• **TO DO**
Count the lines in the material below that contain the string "center", and give only that number.

## Begin DATASET EXTRACT

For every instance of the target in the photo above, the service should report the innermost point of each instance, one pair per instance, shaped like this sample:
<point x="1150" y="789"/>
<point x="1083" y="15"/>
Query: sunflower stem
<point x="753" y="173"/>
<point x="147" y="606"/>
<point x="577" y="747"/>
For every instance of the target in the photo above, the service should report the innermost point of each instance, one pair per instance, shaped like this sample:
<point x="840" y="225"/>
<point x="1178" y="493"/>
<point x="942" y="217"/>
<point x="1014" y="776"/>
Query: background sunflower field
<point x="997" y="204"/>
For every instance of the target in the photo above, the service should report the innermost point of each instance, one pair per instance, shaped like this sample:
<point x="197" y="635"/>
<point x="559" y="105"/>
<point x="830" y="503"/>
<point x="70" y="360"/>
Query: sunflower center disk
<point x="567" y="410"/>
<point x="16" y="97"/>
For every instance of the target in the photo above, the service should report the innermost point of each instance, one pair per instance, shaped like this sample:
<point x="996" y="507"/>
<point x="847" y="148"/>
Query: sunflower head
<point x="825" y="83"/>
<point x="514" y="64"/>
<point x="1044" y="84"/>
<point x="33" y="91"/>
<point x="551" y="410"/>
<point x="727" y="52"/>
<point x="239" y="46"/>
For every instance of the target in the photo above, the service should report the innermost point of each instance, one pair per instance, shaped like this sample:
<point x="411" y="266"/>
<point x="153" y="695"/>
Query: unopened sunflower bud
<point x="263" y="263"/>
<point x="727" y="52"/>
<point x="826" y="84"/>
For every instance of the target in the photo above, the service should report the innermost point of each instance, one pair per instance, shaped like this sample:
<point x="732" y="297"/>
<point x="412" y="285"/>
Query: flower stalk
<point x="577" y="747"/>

## End DATASET EXTRACT
## Begin DATASET EXTRACT

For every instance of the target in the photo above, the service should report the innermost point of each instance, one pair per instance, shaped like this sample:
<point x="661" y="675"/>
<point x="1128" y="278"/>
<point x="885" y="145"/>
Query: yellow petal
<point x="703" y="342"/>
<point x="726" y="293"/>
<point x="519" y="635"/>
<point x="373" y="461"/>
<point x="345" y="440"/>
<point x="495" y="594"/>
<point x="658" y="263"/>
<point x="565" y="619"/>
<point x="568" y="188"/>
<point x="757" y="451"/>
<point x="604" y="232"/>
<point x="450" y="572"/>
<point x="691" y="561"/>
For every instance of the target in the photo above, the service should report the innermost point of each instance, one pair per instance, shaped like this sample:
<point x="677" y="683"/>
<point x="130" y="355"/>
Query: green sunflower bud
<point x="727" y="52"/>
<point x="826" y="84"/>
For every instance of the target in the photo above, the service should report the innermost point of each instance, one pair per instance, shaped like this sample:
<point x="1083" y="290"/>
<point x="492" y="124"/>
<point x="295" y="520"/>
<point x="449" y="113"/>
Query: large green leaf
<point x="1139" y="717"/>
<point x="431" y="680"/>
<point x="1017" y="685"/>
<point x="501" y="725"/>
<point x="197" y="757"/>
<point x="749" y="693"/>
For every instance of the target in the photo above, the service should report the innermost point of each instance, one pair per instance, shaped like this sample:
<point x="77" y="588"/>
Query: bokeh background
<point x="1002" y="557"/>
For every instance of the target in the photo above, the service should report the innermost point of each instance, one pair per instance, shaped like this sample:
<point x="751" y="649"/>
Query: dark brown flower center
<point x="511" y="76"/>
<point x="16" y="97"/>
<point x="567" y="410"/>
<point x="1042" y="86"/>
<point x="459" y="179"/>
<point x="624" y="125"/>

## End DATASET EXTRACT
## Begin DATASET EXTRACT

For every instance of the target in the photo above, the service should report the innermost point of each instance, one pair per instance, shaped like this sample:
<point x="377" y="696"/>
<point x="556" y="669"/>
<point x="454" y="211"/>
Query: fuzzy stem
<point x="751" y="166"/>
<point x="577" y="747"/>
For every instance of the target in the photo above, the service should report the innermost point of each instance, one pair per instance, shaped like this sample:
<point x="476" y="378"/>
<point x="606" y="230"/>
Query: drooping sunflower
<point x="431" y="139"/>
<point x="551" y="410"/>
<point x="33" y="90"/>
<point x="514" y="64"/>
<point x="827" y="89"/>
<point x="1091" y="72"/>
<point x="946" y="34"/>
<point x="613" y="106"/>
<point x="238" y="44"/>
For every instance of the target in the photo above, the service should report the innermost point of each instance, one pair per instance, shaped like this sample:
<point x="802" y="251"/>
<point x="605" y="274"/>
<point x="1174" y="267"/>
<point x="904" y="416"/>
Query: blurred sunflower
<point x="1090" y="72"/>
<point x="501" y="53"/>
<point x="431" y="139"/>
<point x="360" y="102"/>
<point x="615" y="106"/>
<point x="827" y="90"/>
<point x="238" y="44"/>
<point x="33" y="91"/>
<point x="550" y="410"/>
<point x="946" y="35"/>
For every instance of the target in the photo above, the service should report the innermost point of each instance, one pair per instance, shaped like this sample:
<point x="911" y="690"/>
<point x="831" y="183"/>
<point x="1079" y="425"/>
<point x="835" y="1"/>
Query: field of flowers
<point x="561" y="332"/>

## End DATASET EXTRACT

• **EXERCISE RESULT**
2